• _EXERCISE REQUIREMENTS_:
Your response should consist of the full data, set down exactly.

[Dataset excerpts]
_ _ _ _ _

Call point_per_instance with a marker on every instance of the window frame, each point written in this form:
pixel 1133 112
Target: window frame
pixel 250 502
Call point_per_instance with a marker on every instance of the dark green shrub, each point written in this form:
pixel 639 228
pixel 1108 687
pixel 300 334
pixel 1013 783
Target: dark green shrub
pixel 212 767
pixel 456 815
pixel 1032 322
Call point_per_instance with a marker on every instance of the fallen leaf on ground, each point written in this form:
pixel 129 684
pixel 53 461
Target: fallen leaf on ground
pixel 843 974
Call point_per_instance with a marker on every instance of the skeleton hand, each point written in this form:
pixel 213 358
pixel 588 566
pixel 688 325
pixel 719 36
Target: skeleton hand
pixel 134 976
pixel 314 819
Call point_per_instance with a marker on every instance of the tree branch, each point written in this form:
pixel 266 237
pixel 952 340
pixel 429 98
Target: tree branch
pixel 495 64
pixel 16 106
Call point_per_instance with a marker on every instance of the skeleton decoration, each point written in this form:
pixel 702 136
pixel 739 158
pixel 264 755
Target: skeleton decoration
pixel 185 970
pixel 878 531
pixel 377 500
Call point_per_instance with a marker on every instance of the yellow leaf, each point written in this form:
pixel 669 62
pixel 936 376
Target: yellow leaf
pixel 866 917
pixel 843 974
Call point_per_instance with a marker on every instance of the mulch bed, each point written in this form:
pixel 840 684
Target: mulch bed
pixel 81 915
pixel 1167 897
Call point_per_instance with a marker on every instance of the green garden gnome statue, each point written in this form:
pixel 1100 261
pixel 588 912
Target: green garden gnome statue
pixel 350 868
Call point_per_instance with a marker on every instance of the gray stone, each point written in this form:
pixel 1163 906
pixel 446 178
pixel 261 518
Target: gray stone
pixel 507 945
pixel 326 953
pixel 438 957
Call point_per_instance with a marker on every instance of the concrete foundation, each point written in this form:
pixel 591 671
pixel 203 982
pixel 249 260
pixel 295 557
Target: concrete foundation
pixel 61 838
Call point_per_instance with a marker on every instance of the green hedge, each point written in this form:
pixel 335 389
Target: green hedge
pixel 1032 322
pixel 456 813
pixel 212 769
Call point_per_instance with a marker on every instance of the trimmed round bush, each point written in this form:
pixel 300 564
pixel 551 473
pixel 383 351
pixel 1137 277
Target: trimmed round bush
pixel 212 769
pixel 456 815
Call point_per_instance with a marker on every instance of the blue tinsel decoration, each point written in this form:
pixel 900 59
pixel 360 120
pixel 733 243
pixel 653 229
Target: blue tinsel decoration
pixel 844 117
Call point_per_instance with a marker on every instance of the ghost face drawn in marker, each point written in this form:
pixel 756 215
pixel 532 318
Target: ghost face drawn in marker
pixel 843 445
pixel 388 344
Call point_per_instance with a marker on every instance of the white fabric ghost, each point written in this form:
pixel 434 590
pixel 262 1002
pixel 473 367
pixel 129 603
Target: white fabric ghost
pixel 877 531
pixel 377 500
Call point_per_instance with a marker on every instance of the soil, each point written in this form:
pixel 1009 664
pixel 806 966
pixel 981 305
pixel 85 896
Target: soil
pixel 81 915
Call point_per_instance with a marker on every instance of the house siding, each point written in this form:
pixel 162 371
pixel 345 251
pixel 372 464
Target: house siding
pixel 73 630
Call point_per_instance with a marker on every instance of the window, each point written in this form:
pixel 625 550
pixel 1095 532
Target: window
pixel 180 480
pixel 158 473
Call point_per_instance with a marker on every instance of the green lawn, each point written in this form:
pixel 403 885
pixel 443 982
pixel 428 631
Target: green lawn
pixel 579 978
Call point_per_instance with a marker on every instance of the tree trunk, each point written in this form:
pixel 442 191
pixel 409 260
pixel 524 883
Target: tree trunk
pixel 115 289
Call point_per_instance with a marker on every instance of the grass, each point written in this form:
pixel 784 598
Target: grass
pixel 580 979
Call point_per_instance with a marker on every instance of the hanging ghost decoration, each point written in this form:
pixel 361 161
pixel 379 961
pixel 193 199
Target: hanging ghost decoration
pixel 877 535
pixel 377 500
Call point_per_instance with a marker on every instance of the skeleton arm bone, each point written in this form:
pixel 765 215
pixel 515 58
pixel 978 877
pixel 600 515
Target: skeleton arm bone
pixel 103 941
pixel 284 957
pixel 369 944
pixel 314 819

_ _ _ _ _

• _SOLVED PROBLEM_:
Call point_per_instance with a marker on every instance of the window frame, each point written in this form:
pixel 1133 112
Target: window frame
pixel 250 502
Call point_per_instance with a marker on every instance of the dark green shrub, each point written in this form:
pixel 639 228
pixel 1108 687
pixel 300 334
pixel 1013 783
Target: dark green shrub
pixel 212 767
pixel 456 815
pixel 1032 322
Call point_per_instance with a marker on every instance of the fallen leaf on ground, each point written in this form:
pixel 129 684
pixel 53 461
Target: fallen leaf on ground
pixel 843 974
Call point_per_instance with a marker on every instance of the skeleton hand, each point written in this form:
pixel 213 358
pixel 588 566
pixel 688 325
pixel 719 36
Target: skeleton hand
pixel 134 976
pixel 314 819
Call point_per_instance with a marker on every instance of the tree branch, each point written in this form:
pixel 266 237
pixel 952 340
pixel 429 98
Target: tree branch
pixel 495 64
pixel 16 106
Call point_per_instance with a marker on every instance of the skeleton decoration, each point written in this form:
pixel 702 136
pixel 739 158
pixel 264 755
Target: skeleton decoration
pixel 185 970
pixel 878 531
pixel 377 500
Call point_per_instance with a marker on every instance of the yellow leaf, each point written in this form:
pixel 669 62
pixel 936 376
Target: yellow leaf
pixel 866 917
pixel 843 974
Call point_per_instance with a marker on every instance of the mulch bed, each point written in this form:
pixel 840 684
Target: mulch bed
pixel 81 915
pixel 1167 897
Call point_per_instance with a marker on every instance of the green garden gnome statue, each point written in this form:
pixel 1100 261
pixel 588 912
Target: green garden gnome statue
pixel 350 868
Call point_per_instance with a marker on every instance of the gray stone, each point written in this form:
pixel 1163 906
pixel 446 178
pixel 261 518
Target: gray stone
pixel 507 945
pixel 326 953
pixel 438 957
Call point_per_instance with a marker on every instance of the concrete foundation, each point written in this form:
pixel 591 671
pixel 203 982
pixel 249 260
pixel 295 557
Target: concrete foundation
pixel 61 838
Call point_per_instance with a marker on every instance of the green hedge, each point written in this form:
pixel 335 389
Target: green hedge
pixel 1032 322
pixel 456 813
pixel 212 769
Call point_per_instance with a marker on every instance of the trimmed round bush, each point written in this form:
pixel 300 564
pixel 551 473
pixel 383 351
pixel 1137 277
Target: trimmed round bush
pixel 212 769
pixel 456 815
Call point_per_instance with a marker on every instance of the blue tinsel decoration, each point written in this form:
pixel 900 59
pixel 360 120
pixel 733 243
pixel 653 229
Target: blue tinsel decoration
pixel 844 117
Call point_per_instance with a marker on every instance of the ghost face drawn in marker, each point written in this form:
pixel 756 215
pixel 532 318
Target: ghost face drawn in marker
pixel 843 445
pixel 388 344
Call point_per_instance with a marker on every instance of the white fabric ghost, each point written in this form:
pixel 434 590
pixel 262 1002
pixel 473 367
pixel 129 603
Target: white fabric ghost
pixel 877 531
pixel 377 500
Call point_per_instance with a marker on every instance of the soil, each point written in this form:
pixel 1009 664
pixel 806 966
pixel 981 305
pixel 85 896
Target: soil
pixel 81 915
Call point_per_instance with a marker on every instance of the house siding, each point written in this form:
pixel 162 371
pixel 345 251
pixel 372 464
Target: house siding
pixel 73 630
Call point_per_instance with a marker on every instance of the window, each point written in this form:
pixel 625 550
pixel 1095 532
Target: window
pixel 180 480
pixel 158 473
Call point_per_instance with a marker on every instance of the green lawn, each point written in this form:
pixel 403 885
pixel 443 982
pixel 428 631
Target: green lawn
pixel 579 978
Call point_per_instance with a marker on every instance of the tree trunk, each point written in this form:
pixel 442 191
pixel 409 260
pixel 524 883
Target: tree trunk
pixel 115 289
Call point_per_instance with a marker on every instance of the grass, each point written in this form:
pixel 784 598
Target: grass
pixel 580 979
Call point_per_instance with a marker on every instance of the hanging ghost decoration, each point written in this form:
pixel 361 161
pixel 379 961
pixel 193 199
Target: hanging ghost decoration
pixel 877 535
pixel 377 500
Call point_per_instance with a marker on every instance of the skeleton arm bone, each point written in this form:
pixel 765 215
pixel 515 58
pixel 978 877
pixel 600 515
Target: skeleton arm bone
pixel 103 941
pixel 284 957
pixel 369 944
pixel 314 819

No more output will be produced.